# Start of DATASET EXTRACT

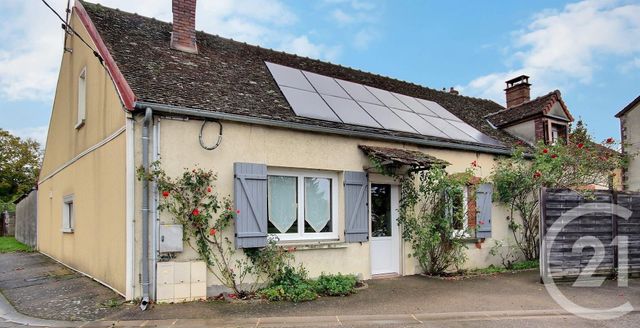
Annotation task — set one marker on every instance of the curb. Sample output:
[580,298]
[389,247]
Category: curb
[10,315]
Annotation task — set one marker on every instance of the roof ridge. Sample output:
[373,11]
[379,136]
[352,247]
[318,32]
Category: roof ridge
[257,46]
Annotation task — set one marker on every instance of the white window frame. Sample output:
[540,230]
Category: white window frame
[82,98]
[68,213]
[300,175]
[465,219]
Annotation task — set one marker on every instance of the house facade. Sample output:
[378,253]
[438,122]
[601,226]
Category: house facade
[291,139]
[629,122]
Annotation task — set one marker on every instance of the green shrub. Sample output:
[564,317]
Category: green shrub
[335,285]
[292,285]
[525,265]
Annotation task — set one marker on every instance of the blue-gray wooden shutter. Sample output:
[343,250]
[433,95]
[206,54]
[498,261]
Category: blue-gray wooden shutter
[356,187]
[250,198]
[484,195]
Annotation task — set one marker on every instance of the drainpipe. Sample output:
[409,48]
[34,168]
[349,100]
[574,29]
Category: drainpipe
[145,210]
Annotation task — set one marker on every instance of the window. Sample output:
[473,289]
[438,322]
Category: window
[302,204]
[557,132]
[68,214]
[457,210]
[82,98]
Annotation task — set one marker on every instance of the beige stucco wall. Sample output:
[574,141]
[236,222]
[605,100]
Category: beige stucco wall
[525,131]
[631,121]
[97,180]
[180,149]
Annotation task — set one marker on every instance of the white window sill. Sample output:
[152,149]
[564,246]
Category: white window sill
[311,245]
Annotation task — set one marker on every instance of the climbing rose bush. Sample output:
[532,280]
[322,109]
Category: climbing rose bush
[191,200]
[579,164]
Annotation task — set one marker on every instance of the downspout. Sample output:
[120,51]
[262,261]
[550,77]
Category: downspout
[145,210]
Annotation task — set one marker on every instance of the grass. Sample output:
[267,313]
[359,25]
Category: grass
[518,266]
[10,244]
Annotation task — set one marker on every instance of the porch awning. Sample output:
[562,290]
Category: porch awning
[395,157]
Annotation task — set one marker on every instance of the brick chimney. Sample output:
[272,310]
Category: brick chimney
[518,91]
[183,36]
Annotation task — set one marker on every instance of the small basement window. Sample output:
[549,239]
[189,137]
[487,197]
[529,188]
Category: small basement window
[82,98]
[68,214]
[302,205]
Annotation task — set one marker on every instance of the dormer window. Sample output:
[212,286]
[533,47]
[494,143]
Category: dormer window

# End of DATASET EXTRACT

• **WRITTEN TASK**: Update all of the data above by replacing "Annotation task" with "Labeling task" wherever it appears, and leave everything else unchanged. Leave the pictures out of your answer.

• **COMPLETE OUTPUT**:
Labeling task — set one marker on every instance of the curb. Sample output:
[580,298]
[389,247]
Category: curb
[10,315]
Labeling task — set one marker on every instance of the roof ridge. Sample output:
[373,11]
[379,136]
[352,247]
[318,32]
Category: roof ridge
[257,46]
Labeling task — set one marker on every instance of the white window frame. Sample output:
[540,230]
Category: white window frame
[82,98]
[68,213]
[300,175]
[465,219]
Labeling task — set one marker on every instance of the house facade. Sample output:
[378,253]
[438,122]
[601,226]
Category: house facade
[291,139]
[629,122]
Labeling task — set one marker on every instance of the green shrub. Sample output:
[564,317]
Category: green shrub
[335,285]
[292,285]
[525,265]
Labeling task — set one marker on every instance of the blue-gray wooden shutter. Sample output:
[343,250]
[433,95]
[206,54]
[498,261]
Category: blue-gray wooden shutter
[356,187]
[250,198]
[484,195]
Labeling task — set one marker on every instance of the drainpipe. Sample output:
[409,48]
[34,168]
[349,100]
[574,29]
Category: drainpipe
[145,210]
Labeling task — set one marker on every instance of the window. Sample output:
[473,289]
[438,322]
Category: window
[302,204]
[557,132]
[68,214]
[457,210]
[82,98]
Labeling task — set one marker on every instance of the beige stucco wall. Sample output:
[574,141]
[236,222]
[605,100]
Category: beige stucco wall
[525,131]
[631,121]
[97,180]
[180,149]
Labeling task — set one marker on every instance of the white window sill. Sample output:
[152,149]
[564,246]
Category: white window sill
[311,245]
Labeling task — set one marker on every instance of the climbing rose bush. Sample output:
[532,280]
[322,109]
Category: climbing rose bush
[191,200]
[579,164]
Labeling task — set one marker on every instance of the downspout. Sample output:
[120,51]
[262,261]
[550,77]
Category: downspout
[145,210]
Labeling task — set one marker on every instance of the grass. Sample output:
[267,313]
[359,25]
Category: grass
[518,266]
[10,244]
Labeling task — set one marker on every instance of the porch awning. Sample output:
[562,290]
Category: porch awning
[395,157]
Labeling task — set one marker on every instance of the brick chimney. Sample output:
[272,310]
Category: brick chimney
[518,91]
[183,36]
Labeling task — set one marker on every instance of the small basement window. Sample output:
[549,239]
[189,137]
[487,197]
[529,188]
Category: small basement window
[82,98]
[68,214]
[302,205]
Labeling task — set one marker on every instance of the dormer window. Sample output:
[212,286]
[533,47]
[494,143]
Category: dormer window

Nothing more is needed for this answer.